TEXTO PROPORCIONADO =
• • • •

3. Jerarquía y profecía
Antes de profundizar en estas ideas, mencionemos brevemente una tercera
propuesta de interpretación de la relación entre las estructuras eclesiales
estables y las nuevas floraciones pneumáticas: hoy
hay quien, retomando la interpretación escriturística
de Lutero sobre la dialéctica entre la Ley y el
Evangelio, contrapone sin más la línea cúltico-sacerdotal
a la profética en la historia de la salvación. En la segunda se inscribirían
los movimientos. También esto, como todo lo que sobre esto habíamos
reflexionado hasta ahora, no es del todo erróneo; pero, aún es demasiado
impreciso y por esto inutilizable, tal como se presenta. El problema es
demasiado vasto para ser tratado a fondo en esta sede. Sobre todo habría que
recordar que la ley misma tiene carácter de promesa. Sólo porque es tal, Cristo
ha podido cumplirla y, cumpliéndola, ha podido al mismo tiempo «abolirla». Ni siquiera los profetas bíblicos, en verdad, han
relegado la Torá, más bien, al contrario, han
pretendido valorizar su verdadero sentido, polemizando contra los abusos que se
hacían de ella. Es relevante, en fin, que la misión profética sea siempre
conferida a personas singulares y jamás sea fijada a una «casta» («coetus») o status peculiar. Siempre que (como de hecho ha
sucedido) la profecía se presenta como un status, los profetas bíblicos la
critican con dureza no menor que aquella que usan con la «casta» de los
sacerdotes veterotestamentarios. Dividir la Iglesia
en una «izquierda» y en una «derecha», en el estado profético de las órdenes
religiosas o de los movimientos de una parte y la jerarquía de la otra, es una
operación a la que nada en la Escritura nos autoriza. Al contrario, es algo
artificial y absolutamente antitético a la Escritura. La Iglesia está edificada
no dialécticamente, sino orgánicamente. De verdadero, por lo tanto, sólo queda
que en ella se dan funciones diversas y que Dios suscita incesantemente hombres
proféticos -sean ellos laicos, religiosos o, por qué no, obispos y sacerdotes-
los cuales le lanzan aquella llamada, que en la vida normal de la «institución»

• • • •

Ítems del conjunto de datos almacenado =
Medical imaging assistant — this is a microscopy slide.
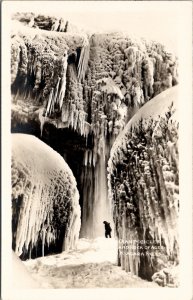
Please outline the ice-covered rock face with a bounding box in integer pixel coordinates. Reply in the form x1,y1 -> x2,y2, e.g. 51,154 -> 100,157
12,134 -> 80,257
11,14 -> 178,237
108,87 -> 179,279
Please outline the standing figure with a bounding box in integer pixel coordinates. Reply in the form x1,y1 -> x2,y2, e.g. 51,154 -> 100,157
103,221 -> 112,238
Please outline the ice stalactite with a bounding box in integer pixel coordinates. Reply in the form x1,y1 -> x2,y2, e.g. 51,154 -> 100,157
45,88 -> 54,116
12,134 -> 80,255
58,51 -> 68,109
78,36 -> 90,81
108,87 -> 179,279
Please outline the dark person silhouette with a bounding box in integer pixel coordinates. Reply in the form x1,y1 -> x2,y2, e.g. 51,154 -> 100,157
103,221 -> 112,238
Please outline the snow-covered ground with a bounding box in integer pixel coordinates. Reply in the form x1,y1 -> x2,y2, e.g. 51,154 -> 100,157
21,237 -> 159,288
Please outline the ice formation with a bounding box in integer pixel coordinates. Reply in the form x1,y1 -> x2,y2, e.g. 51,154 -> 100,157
12,134 -> 80,256
11,14 -> 178,244
108,87 -> 179,278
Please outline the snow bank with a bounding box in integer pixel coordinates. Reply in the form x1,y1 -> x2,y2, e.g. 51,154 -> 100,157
12,134 -> 80,255
25,238 -> 159,288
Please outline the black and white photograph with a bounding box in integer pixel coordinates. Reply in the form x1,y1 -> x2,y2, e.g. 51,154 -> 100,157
2,1 -> 192,300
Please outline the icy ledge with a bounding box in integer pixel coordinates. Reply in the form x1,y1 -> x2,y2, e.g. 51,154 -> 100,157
12,134 -> 80,256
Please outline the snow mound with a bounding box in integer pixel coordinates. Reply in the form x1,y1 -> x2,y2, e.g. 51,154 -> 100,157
12,134 -> 80,255
111,85 -> 179,157
25,238 -> 158,288
12,252 -> 40,289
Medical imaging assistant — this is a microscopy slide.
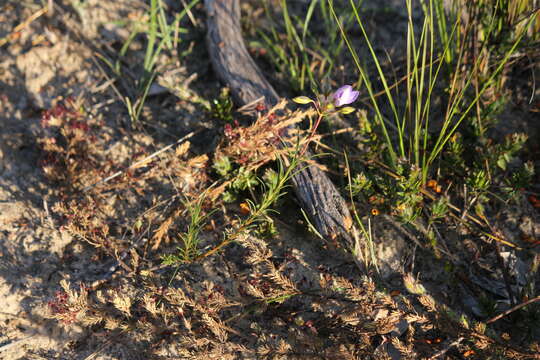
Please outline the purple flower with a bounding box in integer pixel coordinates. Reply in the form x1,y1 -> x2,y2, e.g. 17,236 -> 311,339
333,85 -> 360,107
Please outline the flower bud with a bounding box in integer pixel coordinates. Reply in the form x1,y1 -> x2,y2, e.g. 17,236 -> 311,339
293,96 -> 313,104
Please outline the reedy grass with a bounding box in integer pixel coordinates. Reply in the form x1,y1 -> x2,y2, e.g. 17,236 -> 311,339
106,0 -> 199,125
327,0 -> 536,183
254,0 -> 353,94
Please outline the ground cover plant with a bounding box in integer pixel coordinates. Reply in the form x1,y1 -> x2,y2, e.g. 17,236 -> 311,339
0,0 -> 540,359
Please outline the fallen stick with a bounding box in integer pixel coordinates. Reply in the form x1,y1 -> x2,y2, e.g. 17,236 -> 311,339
204,0 -> 355,250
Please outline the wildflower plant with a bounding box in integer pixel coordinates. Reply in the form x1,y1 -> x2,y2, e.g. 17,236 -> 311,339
293,85 -> 359,154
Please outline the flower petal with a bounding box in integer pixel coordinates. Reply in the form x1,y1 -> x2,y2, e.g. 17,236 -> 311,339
333,85 -> 359,107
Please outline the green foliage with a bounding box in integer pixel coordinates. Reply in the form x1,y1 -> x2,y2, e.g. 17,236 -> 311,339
210,88 -> 234,124
162,194 -> 216,265
252,0 -> 353,93
107,0 -> 199,124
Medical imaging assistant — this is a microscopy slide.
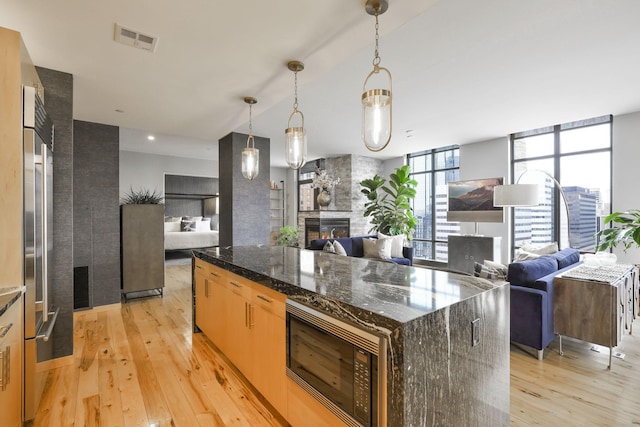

• • • •

EN QUÉ CONSISTE = Cita íntegro y sin ningún cambio el texto sobre jerarquía y profecía.

RESPUESTA =
3. Jerarquía y profecía
Antes de profundizar en estas ideas, mencionemos brevemente una tercera
propuesta de interpretación de la relación entre las estructuras eclesiales
estables y las nuevas floraciones pneumáticas: hoy
hay quien, retomando la interpretación escriturística
de Lutero sobre la dialéctica entre la Ley y el
Evangelio, contrapone sin más la línea cúltico-sacerdotal
a la profética en la historia de la salvación. En la segunda se inscribirían
los movimientos. También esto, como todo lo que sobre esto habíamos
reflexionado hasta ahora, no es del todo erróneo; pero, aún es demasiado
impreciso y por esto inutilizable, tal como se presenta. El problema es
demasiado vasto para ser tratado a fondo en esta sede. Sobre todo habría que
recordar que la ley misma tiene carácter de promesa. Sólo porque es tal, Cristo
ha podido cumplirla y, cumpliéndola, ha podido al mismo tiempo «abolirla». Ni siquiera los profetas bíblicos, en verdad, han
relegado la Torá, más bien, al contrario, han
pretendido valorizar su verdadero sentido, polemizando contra los abusos que se
hacían de ella. Es relevante, en fin, que la misión profética sea siempre
conferida a personas singulares y jamás sea fijada a una «casta» («coetus») o status peculiar. Siempre que (como de hecho ha
sucedido) la profecía se presenta como un status, los profetas bíblicos la
critican con dureza no menor que aquella que usan con la «casta» de los
sacerdotes veterotestamentarios. Dividir la Iglesia
en una «izquierda» y en una «derecha», en el estado profético de las órdenes
religiosas o de los movimientos de una parte y la jerarquía de la otra, es una
operación a la que nada en la Escritura nos autoriza. Al contrario, es algo
artificial y absolutamente antitético a la Escritura. La Iglesia está edificada
no dialécticamente, sino orgánicamente. De verdadero, por lo tanto, sólo queda
que en ella se dan funciones diversas y que Dios suscita incesantemente hombres
proféticos -sean ellos laicos, religiosos o, por qué no, obispos y sacerdotes-
los cuales le lanzan aquella llamada, que en la vida normal de la «institución»